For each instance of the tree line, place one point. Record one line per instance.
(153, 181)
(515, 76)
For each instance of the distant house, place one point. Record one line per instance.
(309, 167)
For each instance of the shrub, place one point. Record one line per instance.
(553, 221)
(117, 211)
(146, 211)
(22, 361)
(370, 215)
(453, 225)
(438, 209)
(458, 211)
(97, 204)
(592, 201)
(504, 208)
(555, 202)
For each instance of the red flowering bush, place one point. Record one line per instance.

* * *

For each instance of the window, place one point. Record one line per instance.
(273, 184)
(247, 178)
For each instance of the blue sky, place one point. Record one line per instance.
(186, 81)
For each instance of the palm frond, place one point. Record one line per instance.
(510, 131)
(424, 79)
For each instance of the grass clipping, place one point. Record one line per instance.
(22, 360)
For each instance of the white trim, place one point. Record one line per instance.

* * *

All that should be written out is the stretch of lines above between the one holding "For each instance of the grass" and the one holding "For each instance of the white", inclusive, exactly as given.

EXPECTED OUTPUT:
For each instance of the grass clipping, place one point. Record one line per instance.
(22, 360)
For each instance of the white trim, place one point. Record one line per instance.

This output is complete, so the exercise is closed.